(Extracted records)

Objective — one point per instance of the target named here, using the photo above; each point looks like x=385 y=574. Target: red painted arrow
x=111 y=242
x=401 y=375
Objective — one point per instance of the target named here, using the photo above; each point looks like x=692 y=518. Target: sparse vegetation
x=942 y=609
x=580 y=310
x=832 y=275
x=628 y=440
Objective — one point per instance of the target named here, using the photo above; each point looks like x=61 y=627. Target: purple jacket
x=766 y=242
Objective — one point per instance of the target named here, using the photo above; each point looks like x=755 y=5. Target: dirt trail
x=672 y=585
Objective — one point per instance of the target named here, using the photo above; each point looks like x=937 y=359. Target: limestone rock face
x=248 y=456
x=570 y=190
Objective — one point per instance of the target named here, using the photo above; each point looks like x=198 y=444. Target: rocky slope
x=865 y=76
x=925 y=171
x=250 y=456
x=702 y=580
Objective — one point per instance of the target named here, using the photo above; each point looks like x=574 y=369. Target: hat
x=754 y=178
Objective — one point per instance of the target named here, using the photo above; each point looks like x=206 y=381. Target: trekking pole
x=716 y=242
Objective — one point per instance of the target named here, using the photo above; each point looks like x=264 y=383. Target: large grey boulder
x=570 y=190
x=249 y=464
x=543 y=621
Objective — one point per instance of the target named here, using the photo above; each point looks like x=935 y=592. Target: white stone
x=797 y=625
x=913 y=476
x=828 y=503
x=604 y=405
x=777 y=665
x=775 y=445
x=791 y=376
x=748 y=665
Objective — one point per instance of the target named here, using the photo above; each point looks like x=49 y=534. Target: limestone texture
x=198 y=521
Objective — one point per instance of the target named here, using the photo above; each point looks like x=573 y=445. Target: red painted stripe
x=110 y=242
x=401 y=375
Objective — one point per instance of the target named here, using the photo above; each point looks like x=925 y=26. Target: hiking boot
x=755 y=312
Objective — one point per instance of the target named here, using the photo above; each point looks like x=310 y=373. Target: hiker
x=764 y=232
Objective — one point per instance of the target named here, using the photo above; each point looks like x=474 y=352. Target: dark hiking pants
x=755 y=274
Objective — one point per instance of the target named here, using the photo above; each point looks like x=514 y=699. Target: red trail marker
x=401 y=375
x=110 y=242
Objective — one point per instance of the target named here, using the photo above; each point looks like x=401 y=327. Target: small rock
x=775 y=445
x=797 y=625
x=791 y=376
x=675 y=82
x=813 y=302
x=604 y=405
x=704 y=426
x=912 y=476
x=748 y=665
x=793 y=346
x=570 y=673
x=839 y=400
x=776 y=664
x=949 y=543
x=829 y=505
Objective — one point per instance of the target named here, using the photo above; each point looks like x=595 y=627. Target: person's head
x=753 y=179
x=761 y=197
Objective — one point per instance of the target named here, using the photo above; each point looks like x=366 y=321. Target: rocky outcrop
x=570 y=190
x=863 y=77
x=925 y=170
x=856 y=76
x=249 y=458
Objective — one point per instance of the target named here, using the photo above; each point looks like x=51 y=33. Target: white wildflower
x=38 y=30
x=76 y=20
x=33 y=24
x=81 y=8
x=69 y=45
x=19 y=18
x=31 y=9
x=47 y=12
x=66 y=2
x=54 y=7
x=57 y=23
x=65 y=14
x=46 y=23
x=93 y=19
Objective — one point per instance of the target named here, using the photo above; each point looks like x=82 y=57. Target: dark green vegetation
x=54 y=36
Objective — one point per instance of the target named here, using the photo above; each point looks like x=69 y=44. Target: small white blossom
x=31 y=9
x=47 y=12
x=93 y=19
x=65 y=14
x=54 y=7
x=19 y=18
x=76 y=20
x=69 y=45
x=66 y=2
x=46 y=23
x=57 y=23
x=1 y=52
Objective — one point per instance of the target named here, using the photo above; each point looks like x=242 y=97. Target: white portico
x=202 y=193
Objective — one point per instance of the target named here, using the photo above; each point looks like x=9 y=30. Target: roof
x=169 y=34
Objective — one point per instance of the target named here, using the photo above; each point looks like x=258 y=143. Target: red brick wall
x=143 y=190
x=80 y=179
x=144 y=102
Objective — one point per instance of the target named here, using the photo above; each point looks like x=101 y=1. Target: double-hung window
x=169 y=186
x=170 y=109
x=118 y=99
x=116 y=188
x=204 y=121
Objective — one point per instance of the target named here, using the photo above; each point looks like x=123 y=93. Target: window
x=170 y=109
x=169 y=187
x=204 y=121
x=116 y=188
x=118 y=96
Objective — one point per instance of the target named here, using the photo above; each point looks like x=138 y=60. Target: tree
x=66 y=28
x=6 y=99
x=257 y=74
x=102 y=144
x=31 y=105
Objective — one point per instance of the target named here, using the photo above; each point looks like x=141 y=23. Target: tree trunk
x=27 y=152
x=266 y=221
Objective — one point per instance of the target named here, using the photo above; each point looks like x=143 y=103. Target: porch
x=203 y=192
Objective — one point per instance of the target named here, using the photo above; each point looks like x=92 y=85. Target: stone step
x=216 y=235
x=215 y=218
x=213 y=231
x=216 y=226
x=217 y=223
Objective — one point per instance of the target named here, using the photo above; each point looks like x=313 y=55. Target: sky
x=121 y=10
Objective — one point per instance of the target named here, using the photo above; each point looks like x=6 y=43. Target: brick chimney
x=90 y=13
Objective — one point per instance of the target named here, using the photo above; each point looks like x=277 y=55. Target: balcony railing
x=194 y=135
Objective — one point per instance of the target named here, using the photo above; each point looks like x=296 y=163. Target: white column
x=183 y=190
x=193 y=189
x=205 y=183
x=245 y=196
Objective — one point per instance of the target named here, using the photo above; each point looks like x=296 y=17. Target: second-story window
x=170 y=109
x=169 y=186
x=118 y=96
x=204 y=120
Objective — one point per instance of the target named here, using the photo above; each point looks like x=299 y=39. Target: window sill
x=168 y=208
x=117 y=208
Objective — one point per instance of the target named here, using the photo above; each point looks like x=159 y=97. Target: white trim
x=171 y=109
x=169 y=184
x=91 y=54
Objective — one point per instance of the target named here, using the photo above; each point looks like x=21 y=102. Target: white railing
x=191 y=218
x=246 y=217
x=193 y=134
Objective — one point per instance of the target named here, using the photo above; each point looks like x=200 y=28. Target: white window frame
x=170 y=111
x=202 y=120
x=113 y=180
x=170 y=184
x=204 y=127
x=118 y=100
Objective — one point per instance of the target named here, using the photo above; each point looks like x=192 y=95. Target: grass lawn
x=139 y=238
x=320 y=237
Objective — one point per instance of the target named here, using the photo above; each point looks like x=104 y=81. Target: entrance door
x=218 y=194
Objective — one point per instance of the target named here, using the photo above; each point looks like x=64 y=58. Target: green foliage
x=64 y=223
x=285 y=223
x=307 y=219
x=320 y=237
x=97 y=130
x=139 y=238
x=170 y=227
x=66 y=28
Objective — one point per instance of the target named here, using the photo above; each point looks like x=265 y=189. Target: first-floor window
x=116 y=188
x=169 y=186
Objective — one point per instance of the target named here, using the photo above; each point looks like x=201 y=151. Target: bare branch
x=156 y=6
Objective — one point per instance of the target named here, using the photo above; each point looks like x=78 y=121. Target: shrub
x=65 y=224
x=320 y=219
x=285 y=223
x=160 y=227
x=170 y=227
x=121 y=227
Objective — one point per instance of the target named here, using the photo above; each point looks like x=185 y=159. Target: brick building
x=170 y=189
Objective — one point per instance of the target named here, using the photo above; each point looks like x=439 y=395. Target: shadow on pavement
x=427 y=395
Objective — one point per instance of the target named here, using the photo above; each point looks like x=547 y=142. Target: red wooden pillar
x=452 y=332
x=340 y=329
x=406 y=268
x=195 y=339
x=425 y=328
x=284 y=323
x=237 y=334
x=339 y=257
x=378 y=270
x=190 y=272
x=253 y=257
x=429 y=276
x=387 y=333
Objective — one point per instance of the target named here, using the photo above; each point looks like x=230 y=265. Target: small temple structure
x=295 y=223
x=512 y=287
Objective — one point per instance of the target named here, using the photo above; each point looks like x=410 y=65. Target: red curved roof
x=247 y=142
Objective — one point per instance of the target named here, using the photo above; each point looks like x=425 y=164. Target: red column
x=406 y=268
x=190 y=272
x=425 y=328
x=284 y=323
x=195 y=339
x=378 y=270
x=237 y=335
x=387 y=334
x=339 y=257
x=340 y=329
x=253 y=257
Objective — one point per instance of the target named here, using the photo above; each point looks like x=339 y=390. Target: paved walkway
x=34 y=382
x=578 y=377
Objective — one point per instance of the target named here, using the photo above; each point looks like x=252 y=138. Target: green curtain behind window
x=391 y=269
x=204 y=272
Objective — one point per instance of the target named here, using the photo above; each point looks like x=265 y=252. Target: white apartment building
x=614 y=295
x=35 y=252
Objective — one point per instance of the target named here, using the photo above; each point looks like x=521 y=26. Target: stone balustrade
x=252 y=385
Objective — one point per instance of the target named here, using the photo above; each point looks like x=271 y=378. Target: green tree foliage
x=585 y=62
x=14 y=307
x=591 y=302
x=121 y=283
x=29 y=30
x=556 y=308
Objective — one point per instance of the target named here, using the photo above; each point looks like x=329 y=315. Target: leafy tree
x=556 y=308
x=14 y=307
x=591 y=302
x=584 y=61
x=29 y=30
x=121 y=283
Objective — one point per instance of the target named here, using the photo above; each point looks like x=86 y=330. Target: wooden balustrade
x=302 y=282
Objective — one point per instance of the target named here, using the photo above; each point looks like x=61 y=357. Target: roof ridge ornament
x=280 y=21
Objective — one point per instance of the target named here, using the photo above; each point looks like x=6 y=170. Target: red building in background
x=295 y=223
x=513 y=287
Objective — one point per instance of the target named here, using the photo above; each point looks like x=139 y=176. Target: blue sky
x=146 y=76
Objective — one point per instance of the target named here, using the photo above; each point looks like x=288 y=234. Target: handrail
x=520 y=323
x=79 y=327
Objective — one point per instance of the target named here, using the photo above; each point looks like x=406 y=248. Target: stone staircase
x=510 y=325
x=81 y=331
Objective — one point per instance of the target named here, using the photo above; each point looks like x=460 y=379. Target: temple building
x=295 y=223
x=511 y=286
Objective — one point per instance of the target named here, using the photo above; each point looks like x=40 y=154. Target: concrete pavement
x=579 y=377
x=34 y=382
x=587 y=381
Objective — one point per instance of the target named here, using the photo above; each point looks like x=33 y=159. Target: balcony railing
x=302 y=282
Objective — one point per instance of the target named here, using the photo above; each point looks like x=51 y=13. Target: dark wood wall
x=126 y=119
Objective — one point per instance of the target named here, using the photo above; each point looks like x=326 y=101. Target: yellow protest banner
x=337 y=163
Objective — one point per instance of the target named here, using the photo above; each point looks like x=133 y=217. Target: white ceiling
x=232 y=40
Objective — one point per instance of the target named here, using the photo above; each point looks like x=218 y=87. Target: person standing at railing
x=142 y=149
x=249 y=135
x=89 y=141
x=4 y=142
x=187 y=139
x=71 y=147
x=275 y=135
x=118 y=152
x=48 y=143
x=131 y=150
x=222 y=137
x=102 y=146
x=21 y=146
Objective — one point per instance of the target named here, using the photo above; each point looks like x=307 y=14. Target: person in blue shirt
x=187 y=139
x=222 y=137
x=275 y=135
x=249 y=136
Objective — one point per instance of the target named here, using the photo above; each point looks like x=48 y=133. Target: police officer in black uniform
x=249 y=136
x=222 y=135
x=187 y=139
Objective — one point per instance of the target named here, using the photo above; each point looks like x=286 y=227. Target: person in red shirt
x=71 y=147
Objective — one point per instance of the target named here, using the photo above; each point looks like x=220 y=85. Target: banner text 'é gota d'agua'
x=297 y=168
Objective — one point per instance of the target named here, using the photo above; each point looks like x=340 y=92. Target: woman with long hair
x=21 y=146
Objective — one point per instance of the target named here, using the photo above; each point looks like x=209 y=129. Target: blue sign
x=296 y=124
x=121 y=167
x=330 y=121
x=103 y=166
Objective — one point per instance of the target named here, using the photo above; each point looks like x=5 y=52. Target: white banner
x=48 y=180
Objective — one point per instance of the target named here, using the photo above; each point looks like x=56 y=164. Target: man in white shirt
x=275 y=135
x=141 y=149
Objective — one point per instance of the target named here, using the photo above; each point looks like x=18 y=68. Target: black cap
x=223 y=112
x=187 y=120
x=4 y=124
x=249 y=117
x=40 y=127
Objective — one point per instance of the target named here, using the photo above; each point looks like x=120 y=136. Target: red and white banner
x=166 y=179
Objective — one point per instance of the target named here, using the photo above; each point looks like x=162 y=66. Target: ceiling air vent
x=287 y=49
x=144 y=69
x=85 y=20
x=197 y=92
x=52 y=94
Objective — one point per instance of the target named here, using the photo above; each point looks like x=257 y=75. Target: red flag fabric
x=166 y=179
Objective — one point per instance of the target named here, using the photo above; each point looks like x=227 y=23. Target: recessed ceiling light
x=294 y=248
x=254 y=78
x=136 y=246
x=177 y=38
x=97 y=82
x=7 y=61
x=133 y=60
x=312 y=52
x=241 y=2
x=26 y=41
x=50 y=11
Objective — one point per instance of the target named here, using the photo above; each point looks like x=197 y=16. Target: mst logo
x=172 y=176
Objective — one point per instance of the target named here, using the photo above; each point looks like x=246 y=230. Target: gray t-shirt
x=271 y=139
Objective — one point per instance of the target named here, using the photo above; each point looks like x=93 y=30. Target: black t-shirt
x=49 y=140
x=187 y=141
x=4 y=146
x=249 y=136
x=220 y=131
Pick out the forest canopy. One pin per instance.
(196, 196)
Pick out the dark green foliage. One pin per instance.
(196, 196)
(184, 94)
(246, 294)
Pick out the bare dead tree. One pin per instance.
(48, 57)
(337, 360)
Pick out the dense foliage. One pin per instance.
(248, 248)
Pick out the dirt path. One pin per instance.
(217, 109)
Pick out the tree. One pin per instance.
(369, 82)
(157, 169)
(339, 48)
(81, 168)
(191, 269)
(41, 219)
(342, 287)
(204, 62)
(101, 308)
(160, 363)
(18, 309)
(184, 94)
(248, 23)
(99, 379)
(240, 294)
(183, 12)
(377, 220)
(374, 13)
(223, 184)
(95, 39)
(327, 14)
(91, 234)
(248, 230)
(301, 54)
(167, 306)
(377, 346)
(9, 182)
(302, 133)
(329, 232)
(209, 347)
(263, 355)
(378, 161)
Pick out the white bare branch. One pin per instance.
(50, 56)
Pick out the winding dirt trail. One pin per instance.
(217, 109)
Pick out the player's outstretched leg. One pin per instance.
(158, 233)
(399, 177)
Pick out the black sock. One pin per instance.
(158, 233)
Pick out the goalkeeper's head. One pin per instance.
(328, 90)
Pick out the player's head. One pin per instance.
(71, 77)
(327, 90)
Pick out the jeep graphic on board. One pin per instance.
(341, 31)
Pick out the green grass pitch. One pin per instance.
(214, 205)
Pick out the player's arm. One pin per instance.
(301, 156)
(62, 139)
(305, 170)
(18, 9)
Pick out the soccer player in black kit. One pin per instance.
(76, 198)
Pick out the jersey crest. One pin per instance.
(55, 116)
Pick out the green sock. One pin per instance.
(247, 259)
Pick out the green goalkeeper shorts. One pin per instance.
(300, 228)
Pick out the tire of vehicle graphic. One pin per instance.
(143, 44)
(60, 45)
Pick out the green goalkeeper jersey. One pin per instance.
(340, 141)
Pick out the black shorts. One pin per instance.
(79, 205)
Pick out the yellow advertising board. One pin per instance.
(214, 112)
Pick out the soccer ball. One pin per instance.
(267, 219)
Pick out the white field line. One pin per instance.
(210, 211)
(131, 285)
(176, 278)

[What is being asked] Return the lines above, from the one containing "Pick out the black sock." to the end, exactly as they stand.

[Reply to the task]
Pick out the black sock. One pin per instance.
(158, 233)
Pick out the goalkeeper's head. One pin per instance.
(328, 90)
Pick out the player's head. One pin per instance.
(71, 77)
(327, 90)
Pick out the jeep graphic on board. One pin per instance.
(341, 31)
Pick out the green grass pitch. One pin per instance.
(214, 205)
Pick out the player's arm. One pin per instance.
(301, 156)
(62, 139)
(305, 170)
(18, 9)
Pick out the soccer player in black kit. One pin per instance.
(76, 198)
Pick out the jersey crest. One pin per instance.
(55, 116)
Pick out the green sock. One pin per instance.
(247, 259)
Pick out the green goalkeeper shorts. One pin per instance.
(300, 228)
Pick out the tire of vehicle graphic. One pin per instance.
(143, 44)
(60, 45)
Pick out the green goalkeeper jersey. One pin per instance.
(340, 141)
Pick out the black shorts. One pin per instance.
(79, 205)
Pick out the yellow advertising board. One pin per instance.
(214, 112)
Pick out the soccer ball. One pin per instance.
(267, 219)
Pick out the white field line. One pin per instance.
(210, 211)
(131, 285)
(176, 278)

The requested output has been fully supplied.